**JOB:** Please pull out every line of the data that contains the word "stalk" and copy each one.

**DATA PROVIDED:**
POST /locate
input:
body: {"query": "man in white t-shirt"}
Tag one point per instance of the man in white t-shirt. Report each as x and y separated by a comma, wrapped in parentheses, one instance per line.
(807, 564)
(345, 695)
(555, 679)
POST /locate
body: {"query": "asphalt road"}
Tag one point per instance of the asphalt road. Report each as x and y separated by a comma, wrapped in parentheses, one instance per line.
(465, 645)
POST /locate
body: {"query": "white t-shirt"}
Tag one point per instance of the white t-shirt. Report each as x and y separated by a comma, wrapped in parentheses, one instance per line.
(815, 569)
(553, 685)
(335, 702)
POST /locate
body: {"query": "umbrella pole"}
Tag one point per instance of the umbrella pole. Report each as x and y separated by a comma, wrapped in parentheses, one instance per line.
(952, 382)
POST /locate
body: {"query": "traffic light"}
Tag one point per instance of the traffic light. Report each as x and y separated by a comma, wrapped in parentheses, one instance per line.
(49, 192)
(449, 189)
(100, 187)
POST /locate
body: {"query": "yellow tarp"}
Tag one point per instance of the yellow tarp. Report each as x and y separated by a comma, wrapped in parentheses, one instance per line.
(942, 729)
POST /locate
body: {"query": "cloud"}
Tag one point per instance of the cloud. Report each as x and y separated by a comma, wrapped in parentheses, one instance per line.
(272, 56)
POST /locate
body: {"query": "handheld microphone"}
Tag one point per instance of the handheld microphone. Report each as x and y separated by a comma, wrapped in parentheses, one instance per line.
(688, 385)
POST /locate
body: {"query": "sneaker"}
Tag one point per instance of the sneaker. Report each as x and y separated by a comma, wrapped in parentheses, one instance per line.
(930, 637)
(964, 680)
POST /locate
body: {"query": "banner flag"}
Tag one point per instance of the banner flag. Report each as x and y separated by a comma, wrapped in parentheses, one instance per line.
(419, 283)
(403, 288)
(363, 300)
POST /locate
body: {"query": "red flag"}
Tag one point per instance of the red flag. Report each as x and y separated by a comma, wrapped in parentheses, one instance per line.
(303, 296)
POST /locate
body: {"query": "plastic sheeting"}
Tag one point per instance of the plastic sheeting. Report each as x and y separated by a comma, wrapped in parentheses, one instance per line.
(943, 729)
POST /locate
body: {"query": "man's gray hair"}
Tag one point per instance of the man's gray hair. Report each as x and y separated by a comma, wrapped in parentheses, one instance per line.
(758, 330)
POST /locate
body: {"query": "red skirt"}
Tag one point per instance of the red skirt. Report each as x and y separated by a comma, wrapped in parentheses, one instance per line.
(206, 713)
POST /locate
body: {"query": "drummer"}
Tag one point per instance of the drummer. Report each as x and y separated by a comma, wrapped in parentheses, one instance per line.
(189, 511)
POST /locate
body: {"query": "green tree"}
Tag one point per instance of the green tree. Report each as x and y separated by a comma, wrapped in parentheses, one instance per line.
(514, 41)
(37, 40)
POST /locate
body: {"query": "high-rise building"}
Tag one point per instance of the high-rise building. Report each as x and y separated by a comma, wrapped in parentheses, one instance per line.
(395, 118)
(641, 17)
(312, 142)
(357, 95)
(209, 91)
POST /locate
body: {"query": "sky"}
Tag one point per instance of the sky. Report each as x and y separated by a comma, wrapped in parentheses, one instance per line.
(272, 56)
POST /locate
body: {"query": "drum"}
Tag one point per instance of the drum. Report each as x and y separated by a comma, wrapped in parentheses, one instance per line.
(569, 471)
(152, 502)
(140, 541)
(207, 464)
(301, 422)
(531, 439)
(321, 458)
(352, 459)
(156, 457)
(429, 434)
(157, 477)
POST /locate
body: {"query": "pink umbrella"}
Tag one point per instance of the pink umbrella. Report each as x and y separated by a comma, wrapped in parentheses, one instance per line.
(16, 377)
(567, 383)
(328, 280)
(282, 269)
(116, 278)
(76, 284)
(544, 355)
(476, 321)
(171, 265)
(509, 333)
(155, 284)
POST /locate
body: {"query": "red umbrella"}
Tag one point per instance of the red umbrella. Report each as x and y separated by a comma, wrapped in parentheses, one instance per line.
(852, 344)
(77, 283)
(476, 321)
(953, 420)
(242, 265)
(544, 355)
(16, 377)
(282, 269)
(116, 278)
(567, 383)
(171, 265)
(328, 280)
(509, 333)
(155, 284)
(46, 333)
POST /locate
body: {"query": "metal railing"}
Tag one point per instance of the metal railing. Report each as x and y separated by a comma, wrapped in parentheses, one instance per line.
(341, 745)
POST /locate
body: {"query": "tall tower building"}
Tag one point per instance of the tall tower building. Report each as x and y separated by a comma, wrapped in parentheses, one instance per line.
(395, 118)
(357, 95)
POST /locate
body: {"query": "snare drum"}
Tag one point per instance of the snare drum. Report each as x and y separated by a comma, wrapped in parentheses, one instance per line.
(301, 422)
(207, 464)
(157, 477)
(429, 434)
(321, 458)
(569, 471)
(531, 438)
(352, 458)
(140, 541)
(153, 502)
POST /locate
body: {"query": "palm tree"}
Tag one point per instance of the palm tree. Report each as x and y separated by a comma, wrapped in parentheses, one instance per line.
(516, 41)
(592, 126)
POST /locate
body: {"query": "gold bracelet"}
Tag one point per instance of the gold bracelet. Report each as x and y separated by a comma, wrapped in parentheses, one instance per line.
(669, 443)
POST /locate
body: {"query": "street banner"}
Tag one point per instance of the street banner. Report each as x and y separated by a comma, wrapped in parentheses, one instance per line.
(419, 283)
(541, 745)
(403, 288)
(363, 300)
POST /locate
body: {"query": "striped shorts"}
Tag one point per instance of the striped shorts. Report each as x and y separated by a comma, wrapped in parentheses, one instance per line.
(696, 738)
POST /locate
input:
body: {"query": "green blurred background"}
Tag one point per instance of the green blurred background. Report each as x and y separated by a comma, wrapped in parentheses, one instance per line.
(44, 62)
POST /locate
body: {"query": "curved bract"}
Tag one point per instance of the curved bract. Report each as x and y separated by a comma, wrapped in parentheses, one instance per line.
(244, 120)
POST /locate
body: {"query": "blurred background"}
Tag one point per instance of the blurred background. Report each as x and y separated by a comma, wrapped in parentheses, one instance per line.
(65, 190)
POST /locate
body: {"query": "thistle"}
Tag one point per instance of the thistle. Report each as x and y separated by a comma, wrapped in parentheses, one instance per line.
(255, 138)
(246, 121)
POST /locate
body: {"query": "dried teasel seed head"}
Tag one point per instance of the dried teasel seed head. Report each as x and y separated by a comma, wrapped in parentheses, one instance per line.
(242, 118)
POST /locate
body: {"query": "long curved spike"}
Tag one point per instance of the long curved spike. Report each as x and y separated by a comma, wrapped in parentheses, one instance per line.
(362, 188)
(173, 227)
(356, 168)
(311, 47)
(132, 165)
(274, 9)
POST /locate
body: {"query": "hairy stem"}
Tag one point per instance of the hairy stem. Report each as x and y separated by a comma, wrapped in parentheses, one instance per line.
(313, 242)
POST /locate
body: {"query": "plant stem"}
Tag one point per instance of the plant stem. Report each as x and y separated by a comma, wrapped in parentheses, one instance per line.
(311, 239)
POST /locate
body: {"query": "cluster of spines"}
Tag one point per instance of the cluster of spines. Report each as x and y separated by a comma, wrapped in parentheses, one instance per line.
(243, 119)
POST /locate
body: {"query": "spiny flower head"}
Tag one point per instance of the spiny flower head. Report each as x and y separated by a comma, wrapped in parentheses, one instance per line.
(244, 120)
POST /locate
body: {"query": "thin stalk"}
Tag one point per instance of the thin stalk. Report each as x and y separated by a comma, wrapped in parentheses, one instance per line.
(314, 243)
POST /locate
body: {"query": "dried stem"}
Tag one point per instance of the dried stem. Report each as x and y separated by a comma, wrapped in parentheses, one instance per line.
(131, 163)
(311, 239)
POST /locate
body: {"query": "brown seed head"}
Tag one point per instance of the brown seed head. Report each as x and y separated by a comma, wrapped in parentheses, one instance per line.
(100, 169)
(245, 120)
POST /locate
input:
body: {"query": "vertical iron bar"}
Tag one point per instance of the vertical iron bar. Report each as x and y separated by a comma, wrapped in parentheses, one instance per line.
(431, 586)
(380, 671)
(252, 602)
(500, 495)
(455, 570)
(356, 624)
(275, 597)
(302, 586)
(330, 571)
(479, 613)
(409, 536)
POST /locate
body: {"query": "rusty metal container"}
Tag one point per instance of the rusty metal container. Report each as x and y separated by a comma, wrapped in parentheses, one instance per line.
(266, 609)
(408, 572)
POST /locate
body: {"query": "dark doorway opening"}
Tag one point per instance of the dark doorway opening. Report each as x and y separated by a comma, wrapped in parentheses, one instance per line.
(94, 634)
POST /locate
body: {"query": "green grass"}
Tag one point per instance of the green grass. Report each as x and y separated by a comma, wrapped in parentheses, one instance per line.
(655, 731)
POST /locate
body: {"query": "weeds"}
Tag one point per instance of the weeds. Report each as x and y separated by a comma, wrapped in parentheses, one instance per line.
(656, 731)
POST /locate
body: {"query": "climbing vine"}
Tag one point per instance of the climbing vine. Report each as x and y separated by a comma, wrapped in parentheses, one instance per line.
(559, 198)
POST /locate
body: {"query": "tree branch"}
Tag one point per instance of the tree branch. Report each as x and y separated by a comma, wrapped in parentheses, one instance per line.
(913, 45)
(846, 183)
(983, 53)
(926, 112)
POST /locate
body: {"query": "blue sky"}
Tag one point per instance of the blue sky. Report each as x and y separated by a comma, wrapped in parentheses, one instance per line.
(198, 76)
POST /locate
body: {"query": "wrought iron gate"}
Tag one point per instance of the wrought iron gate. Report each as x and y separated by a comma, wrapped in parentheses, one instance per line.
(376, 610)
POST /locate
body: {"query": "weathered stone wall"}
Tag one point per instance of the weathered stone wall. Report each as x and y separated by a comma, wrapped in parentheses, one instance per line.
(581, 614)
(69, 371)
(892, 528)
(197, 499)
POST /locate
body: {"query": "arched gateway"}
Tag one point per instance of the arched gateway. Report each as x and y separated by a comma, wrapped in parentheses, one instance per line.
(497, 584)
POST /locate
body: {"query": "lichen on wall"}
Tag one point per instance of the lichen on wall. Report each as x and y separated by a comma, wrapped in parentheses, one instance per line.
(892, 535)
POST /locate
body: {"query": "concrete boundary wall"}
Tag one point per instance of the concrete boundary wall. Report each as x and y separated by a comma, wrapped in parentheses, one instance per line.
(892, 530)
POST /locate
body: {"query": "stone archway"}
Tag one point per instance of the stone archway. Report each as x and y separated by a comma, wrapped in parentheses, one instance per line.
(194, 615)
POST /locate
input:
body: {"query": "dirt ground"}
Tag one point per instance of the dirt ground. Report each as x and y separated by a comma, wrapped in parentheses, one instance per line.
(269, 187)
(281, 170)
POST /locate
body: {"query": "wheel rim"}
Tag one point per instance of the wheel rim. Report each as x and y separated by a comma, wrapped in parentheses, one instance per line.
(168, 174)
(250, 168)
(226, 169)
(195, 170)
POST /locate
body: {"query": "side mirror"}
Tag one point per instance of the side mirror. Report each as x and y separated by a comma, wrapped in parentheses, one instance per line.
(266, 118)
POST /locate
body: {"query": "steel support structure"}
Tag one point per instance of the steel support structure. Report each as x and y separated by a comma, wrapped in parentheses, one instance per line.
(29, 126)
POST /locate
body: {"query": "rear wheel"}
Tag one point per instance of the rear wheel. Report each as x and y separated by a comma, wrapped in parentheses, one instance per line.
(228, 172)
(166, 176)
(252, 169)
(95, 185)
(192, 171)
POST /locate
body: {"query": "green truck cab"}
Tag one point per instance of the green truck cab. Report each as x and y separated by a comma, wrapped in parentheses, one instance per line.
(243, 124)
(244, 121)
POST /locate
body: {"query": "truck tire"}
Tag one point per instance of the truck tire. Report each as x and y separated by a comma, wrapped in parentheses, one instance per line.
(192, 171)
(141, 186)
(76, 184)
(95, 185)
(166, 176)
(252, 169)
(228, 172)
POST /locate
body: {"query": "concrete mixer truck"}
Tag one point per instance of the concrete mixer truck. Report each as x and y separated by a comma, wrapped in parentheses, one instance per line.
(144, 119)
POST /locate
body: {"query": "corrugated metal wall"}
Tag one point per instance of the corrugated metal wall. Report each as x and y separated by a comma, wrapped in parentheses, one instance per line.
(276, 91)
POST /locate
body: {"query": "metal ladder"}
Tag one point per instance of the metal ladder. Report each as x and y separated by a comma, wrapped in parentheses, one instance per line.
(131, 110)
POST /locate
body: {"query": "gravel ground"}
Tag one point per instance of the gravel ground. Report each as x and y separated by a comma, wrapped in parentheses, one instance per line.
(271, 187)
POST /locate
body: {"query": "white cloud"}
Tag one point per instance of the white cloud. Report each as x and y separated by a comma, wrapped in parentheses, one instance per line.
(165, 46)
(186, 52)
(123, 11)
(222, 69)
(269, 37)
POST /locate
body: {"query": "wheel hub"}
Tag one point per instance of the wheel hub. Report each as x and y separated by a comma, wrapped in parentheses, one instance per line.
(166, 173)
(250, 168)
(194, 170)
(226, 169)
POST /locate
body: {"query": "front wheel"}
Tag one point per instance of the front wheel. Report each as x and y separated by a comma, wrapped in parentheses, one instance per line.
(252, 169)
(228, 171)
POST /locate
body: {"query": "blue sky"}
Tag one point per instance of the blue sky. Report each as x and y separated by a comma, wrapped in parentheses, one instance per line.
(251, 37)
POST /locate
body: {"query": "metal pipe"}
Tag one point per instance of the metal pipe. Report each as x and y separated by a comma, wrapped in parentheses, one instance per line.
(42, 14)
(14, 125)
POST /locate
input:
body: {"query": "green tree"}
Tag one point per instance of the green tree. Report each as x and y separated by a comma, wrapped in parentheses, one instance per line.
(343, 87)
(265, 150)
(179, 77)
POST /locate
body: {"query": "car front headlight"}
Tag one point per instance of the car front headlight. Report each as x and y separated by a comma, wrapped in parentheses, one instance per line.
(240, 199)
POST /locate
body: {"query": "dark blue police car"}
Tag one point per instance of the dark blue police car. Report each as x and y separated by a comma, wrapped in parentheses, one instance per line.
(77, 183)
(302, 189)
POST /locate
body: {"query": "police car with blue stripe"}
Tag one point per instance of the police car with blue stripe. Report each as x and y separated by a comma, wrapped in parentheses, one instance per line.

**TASK ANSWER:**
body: {"query": "thin stalk"}
Tag one point per instance of the thin stalk. Report each as x and y separated by a comma, wrapped in parentheses, one instance per line.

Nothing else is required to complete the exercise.